_What is being asked_: Convert every line of the material below into a JSON list of strings, one string per line, leaving out blank lines.

_Records_:
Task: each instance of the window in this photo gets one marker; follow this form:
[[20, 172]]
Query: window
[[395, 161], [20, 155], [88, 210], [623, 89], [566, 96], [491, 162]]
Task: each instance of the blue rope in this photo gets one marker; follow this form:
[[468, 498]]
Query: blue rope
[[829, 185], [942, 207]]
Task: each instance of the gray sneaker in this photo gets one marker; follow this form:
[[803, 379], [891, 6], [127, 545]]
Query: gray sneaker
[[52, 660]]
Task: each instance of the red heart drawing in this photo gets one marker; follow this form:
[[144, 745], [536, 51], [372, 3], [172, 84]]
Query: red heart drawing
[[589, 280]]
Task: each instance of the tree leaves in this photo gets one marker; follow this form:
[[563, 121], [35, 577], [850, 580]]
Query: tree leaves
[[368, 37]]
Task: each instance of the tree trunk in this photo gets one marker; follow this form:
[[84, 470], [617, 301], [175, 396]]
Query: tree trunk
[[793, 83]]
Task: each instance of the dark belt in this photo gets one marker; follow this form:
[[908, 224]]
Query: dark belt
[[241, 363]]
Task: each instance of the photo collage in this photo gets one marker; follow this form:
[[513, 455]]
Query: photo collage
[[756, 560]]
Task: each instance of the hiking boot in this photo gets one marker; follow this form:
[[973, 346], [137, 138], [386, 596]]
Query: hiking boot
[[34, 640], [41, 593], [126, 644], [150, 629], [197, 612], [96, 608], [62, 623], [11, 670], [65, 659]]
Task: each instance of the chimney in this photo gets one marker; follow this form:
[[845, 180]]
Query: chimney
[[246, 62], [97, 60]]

_Output below_:
[
  "Task: each instance of the window in this photo gets one marker; follow this form:",
  "[[20, 172]]",
  "Query: window",
  "[[395, 161], [20, 155], [88, 210], [623, 89], [566, 96], [491, 162]]",
  "Task: each instance of the blue rope in this photo gets one marker; follow this form:",
  "[[468, 498]]",
  "Query: blue rope",
  "[[829, 185], [942, 207]]",
  "Task: each instance of the gray sneaker in this photo gets one marker; follow this form:",
  "[[803, 379], [891, 6], [127, 545]]",
  "Query: gray sneaker",
  "[[52, 660]]",
  "Task: each instance of the red heart drawing in this photo gets one marker; follow this form:",
  "[[144, 745], [536, 51], [372, 3], [172, 84]]",
  "Query: red heart drawing",
  "[[589, 280]]",
  "Task: each instance of the tree leaves in this photo gets one marker; follow this form:",
  "[[563, 121], [35, 577], [850, 580]]",
  "Query: tree leaves",
  "[[368, 37]]",
  "Task: each instance of the tree trunk in this photo gets one marker; follow this form:",
  "[[84, 470], [617, 301], [175, 396]]",
  "Query: tree trunk",
  "[[793, 83]]",
  "Task: each instance of the dark belt in this photo gets one marker; follow this form:",
  "[[908, 224]]",
  "Query: dark belt",
  "[[241, 363]]",
  "Task: each instance of the photo collage in this photo gets one marker; follow this form:",
  "[[513, 455]]",
  "Query: photo collage",
  "[[756, 560]]",
  "Task: each instance of the hiking boot in this photo gets one marker; follow this form:",
  "[[973, 346], [137, 138], [386, 596]]",
  "Query: hiking boot",
  "[[34, 640], [41, 593], [126, 644], [150, 629], [197, 612], [96, 608], [62, 623], [11, 670], [65, 659]]",
  "Task: each instance of the chimney in this photo gets one marker; follow this form:",
  "[[845, 180]]",
  "Query: chimney",
  "[[246, 62], [97, 60]]"
]